§ **EXTRACT PROVIDED**
▶

# 1 month old betta fry and 1 day old guppy fry



## niconoel09 (Dec 16, 2011)

i put guppy fry in their tank and some betta fry chase the guppy fry and some dont what does thet mean


----------



## Oldfishlady (Mar 1, 2010)

Most likely that the Betta fry want to eat the guppy fry would be my guess...


----------



## fishchick6485 (Aug 17, 2012)

Well... Probably the ones that aren't chasing the guppy is probably female bettas, and the ones chasing the guppies are male.... Most likely they wanna kill the guppy fry already, remove the guppy if you don't wanna wake up to a dead guppy with no fins....


----------



## niconoel09 (Dec 16, 2011)

i woke up this morning and i saw my biggest fry eating a guppy fry


----------



## dramaqueen (Jul 7, 2008)

They'll make a tasty snack for the Betta fry.


----------



## fishchick6485 (Aug 17, 2012)

That's what happens...


----------



## tpocicat (Aug 8, 2011)

If it moves, they betta fry will eat it when it fits in their mouths.

◀

§ **SUPPLIED DATA**
▶

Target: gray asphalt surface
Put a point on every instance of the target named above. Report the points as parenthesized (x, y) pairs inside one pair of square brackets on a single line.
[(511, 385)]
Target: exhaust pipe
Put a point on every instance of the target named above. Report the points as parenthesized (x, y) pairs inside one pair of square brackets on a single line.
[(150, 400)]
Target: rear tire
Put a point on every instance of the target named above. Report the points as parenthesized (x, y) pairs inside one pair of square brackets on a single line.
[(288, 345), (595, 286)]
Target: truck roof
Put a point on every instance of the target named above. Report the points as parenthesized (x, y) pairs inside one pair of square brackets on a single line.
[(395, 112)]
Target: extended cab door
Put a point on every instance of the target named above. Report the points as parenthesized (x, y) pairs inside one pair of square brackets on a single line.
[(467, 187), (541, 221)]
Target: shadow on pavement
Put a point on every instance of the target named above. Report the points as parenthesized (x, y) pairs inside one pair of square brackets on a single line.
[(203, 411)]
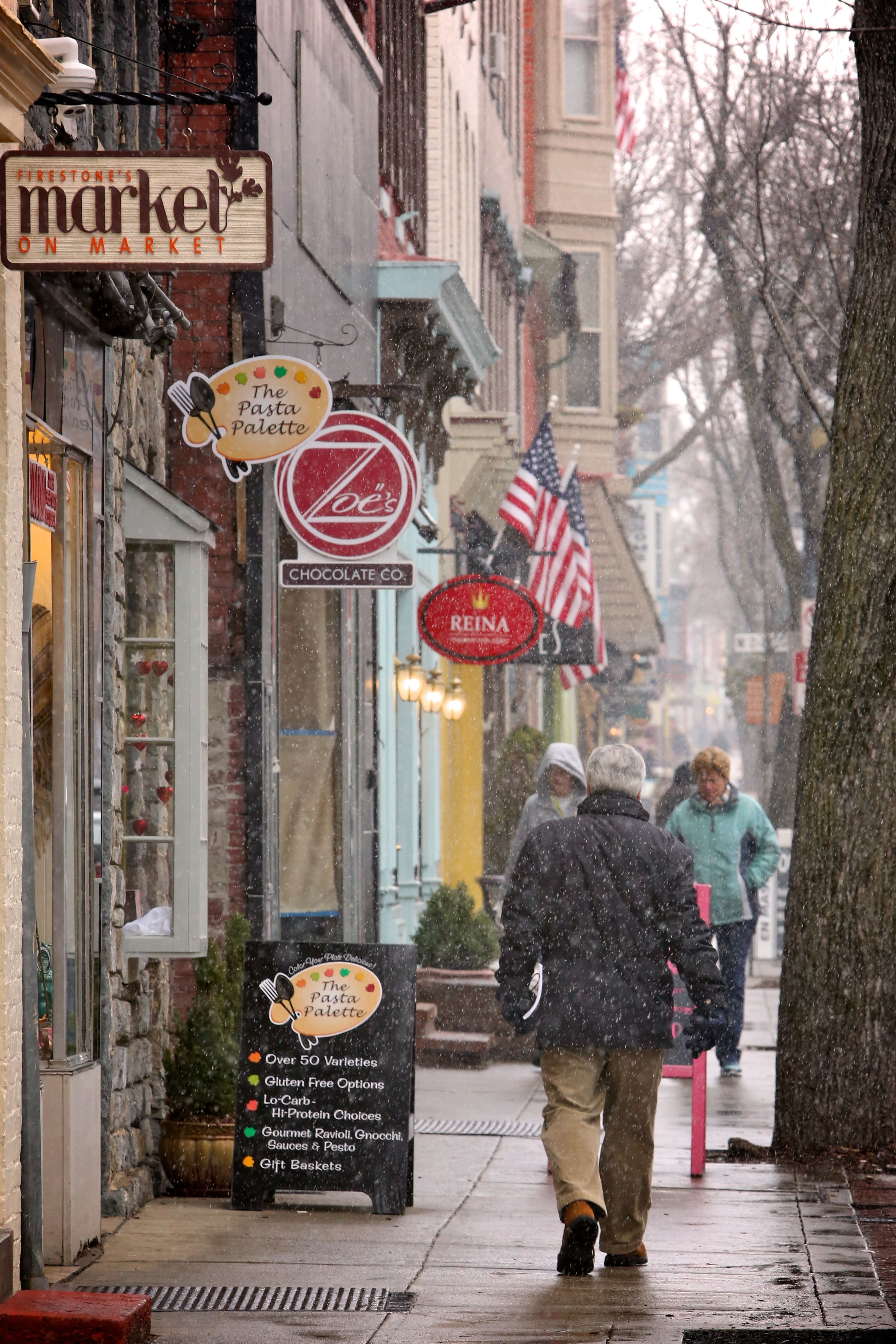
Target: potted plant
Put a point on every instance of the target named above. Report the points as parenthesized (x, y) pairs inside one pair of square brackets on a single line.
[(197, 1144)]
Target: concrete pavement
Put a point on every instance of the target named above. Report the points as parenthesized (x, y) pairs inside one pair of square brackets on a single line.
[(742, 1246)]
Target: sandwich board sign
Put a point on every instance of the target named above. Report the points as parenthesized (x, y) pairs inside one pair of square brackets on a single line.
[(326, 1077)]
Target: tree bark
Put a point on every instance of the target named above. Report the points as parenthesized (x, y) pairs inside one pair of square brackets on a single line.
[(837, 1035)]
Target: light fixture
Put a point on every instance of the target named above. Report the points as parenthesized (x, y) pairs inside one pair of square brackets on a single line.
[(74, 76), (455, 701), (433, 694), (410, 678)]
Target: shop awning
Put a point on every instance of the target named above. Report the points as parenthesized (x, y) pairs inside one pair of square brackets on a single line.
[(629, 615), (437, 286)]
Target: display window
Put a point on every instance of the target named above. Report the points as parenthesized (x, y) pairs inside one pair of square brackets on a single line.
[(164, 784), (61, 544)]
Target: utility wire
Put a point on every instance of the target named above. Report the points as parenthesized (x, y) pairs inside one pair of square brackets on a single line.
[(798, 27), (119, 56)]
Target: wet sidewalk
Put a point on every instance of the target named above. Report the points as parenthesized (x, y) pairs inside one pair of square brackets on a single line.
[(746, 1245)]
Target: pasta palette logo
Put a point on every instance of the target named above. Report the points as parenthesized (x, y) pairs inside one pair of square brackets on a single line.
[(352, 491), (324, 999)]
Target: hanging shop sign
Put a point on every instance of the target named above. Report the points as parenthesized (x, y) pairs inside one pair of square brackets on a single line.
[(42, 495), (253, 412), (175, 210), (324, 1087), (563, 646), (346, 574), (351, 491), (480, 620)]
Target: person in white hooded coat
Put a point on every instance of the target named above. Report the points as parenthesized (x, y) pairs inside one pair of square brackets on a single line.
[(559, 789)]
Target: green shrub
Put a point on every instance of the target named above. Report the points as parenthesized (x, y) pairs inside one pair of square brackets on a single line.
[(450, 936), (201, 1076), (510, 785)]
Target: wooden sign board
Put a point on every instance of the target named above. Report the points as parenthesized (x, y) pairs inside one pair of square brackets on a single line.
[(326, 1077), (175, 210)]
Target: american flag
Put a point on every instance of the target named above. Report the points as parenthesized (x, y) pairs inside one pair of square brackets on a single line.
[(547, 510), (570, 675), (627, 136)]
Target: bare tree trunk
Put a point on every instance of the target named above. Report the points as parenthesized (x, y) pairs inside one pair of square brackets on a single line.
[(837, 1040)]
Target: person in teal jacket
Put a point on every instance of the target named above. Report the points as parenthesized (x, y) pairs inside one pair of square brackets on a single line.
[(735, 851)]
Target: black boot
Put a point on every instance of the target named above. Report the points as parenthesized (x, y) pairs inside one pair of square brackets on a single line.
[(580, 1237)]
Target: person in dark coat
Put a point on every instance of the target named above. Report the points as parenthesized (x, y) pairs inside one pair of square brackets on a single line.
[(682, 788), (604, 901)]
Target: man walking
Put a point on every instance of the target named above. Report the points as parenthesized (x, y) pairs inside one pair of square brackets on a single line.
[(604, 901)]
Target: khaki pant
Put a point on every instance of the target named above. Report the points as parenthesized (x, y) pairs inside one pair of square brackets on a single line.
[(581, 1085)]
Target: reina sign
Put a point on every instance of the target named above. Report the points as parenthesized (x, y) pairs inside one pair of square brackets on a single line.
[(179, 210), (480, 620)]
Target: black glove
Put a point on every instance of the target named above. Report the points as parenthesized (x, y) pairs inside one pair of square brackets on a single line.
[(704, 1030), (515, 1002)]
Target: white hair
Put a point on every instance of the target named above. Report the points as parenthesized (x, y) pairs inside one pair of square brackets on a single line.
[(616, 769)]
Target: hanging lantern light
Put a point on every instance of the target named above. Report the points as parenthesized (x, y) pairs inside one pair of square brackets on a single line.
[(433, 694), (410, 678), (455, 701)]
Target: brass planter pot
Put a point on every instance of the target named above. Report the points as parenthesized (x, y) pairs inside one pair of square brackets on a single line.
[(198, 1155)]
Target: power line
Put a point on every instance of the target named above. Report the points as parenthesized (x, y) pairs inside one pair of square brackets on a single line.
[(797, 27)]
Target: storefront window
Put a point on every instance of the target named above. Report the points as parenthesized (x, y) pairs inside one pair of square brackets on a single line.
[(148, 792), (166, 746), (309, 756), (60, 537)]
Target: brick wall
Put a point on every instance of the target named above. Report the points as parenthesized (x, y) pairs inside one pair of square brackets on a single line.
[(140, 1010), (11, 495), (198, 478)]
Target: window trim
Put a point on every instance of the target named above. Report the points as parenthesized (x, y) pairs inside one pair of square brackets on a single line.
[(587, 331), (72, 736), (155, 517), (587, 118)]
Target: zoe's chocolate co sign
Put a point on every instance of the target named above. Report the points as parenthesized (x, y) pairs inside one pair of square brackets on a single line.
[(179, 210)]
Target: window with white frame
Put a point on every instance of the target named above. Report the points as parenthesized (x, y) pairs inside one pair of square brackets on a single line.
[(583, 366), (166, 776), (581, 58)]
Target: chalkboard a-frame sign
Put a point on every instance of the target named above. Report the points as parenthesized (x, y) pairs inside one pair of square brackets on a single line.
[(326, 1078)]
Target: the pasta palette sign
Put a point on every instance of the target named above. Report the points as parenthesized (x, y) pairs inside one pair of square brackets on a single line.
[(326, 1069)]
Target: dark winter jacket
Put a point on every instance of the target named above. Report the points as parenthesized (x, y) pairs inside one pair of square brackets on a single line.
[(604, 901)]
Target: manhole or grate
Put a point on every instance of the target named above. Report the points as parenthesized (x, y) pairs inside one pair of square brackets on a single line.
[(167, 1299), (796, 1336), (491, 1128)]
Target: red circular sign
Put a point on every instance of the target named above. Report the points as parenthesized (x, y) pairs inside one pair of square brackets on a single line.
[(352, 490), (480, 620)]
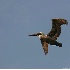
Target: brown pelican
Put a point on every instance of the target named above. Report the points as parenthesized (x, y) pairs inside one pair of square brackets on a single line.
[(52, 36)]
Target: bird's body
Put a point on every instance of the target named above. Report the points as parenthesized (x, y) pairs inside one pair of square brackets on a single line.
[(52, 36)]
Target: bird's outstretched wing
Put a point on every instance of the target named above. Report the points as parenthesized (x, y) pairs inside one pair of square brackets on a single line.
[(56, 27), (45, 47)]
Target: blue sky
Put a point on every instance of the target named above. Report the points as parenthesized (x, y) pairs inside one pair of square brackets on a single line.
[(18, 19)]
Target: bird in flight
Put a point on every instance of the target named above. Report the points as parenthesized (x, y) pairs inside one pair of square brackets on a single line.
[(51, 37)]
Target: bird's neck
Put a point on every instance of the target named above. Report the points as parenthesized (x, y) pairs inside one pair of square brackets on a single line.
[(42, 36)]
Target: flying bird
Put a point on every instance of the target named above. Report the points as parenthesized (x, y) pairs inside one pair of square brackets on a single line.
[(51, 37)]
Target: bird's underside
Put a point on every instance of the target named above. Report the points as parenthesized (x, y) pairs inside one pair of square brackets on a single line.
[(52, 35)]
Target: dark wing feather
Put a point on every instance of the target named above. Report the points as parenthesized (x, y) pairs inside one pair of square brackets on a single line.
[(56, 28)]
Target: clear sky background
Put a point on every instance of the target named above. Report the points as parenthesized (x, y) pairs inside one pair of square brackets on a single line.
[(18, 19)]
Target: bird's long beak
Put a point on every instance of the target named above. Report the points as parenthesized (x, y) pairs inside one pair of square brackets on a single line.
[(33, 35)]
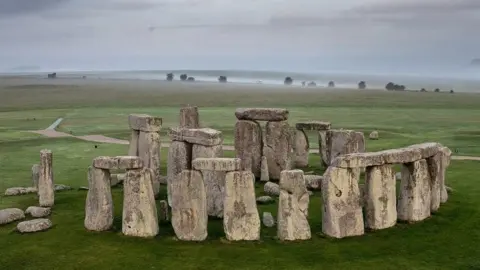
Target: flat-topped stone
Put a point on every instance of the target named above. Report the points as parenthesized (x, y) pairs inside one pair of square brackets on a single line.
[(313, 125), (202, 136), (145, 122), (118, 163), (401, 155), (262, 114), (217, 164)]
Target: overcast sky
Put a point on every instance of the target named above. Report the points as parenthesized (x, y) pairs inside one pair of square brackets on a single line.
[(247, 34)]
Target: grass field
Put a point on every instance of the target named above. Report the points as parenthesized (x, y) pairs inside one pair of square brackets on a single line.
[(448, 240)]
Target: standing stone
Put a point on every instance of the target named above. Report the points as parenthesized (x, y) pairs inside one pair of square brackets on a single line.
[(380, 197), (35, 175), (179, 159), (414, 201), (292, 222), (301, 147), (46, 190), (189, 117), (189, 206), (278, 148), (342, 209), (214, 180), (241, 220), (139, 209), (99, 203), (249, 145)]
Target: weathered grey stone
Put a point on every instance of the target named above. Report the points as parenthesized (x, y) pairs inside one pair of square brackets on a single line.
[(214, 180), (46, 192), (202, 136), (189, 206), (10, 215), (278, 148), (217, 164), (149, 146), (241, 220), (144, 122), (380, 197), (189, 117), (179, 159), (271, 189), (99, 203), (262, 114), (301, 149), (249, 145), (139, 209), (313, 125), (414, 201), (38, 212), (35, 225), (342, 209), (292, 219), (268, 220)]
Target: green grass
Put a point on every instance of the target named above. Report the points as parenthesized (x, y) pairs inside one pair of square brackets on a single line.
[(447, 240)]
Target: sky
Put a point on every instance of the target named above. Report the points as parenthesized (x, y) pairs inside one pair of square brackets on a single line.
[(297, 35)]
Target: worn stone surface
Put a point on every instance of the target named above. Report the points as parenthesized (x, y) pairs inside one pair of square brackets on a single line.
[(38, 212), (179, 159), (99, 203), (342, 208), (278, 148), (35, 225), (202, 136), (46, 191), (149, 146), (414, 202), (301, 149), (139, 216), (262, 114), (249, 145), (313, 125), (380, 197), (189, 117), (241, 220), (217, 164), (271, 189), (10, 215), (189, 206), (144, 122), (292, 220), (214, 180)]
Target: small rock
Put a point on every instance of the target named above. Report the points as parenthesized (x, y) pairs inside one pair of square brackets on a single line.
[(38, 212), (35, 225), (10, 215), (268, 220)]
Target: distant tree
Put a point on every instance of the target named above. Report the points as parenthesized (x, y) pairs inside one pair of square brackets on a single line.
[(288, 81)]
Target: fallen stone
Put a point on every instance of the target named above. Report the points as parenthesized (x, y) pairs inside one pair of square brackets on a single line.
[(144, 122), (202, 136), (241, 220), (35, 225), (10, 215), (262, 114), (38, 212)]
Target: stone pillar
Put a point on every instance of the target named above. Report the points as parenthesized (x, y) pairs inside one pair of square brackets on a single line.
[(342, 209), (249, 145), (46, 189), (189, 206), (241, 220), (99, 203), (293, 203), (414, 202), (139, 210), (380, 197)]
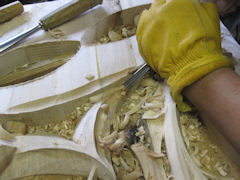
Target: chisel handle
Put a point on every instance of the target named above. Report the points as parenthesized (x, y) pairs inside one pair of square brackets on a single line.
[(67, 12)]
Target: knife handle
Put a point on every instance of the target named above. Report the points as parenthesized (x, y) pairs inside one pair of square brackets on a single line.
[(67, 12), (11, 10)]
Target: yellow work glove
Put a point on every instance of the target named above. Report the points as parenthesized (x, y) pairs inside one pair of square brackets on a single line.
[(180, 39)]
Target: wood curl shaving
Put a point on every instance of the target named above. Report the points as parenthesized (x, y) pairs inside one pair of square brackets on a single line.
[(57, 33)]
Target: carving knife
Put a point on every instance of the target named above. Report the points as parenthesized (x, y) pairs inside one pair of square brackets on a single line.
[(136, 75), (53, 19)]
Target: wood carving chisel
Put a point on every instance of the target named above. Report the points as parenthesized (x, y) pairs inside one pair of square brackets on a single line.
[(136, 75), (11, 10), (53, 19)]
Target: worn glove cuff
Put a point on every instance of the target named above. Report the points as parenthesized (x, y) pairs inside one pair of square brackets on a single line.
[(192, 73)]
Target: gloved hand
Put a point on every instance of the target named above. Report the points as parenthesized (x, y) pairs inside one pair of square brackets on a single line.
[(180, 39)]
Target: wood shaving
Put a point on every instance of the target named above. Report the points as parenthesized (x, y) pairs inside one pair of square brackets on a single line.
[(203, 151), (57, 33), (90, 77), (64, 128)]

◀

§ **CHALLENGES**
1. Revise the forum thread on betta and guppy fry between "## Oldfishlady (Mar" and "with no fins....", inclusive, changing "Most likely" to "In all likelihood".
2. In the forum thread on betta and guppy fry, what did niconoel09 report seeing after waking up in the morning?

§ **PER-TASK OUTPUTS**
1.
## Oldfishlady (Mar 1, 2010)

In all likelihood that the Betta fry want to eat the guppy fry would be my guess...


----------



## fishchick6485 (Aug 17, 2012)

Well... Probably the ones that aren't chasing the guppy is probably female bettas, and the ones chasing the guppies are male.... In all likelihood they wanna kill the guppy fry already, remove the guppy if you don't wanna wake up to a dead guppy with no fins....

2. The poster's biggest fry eating a guppy fry.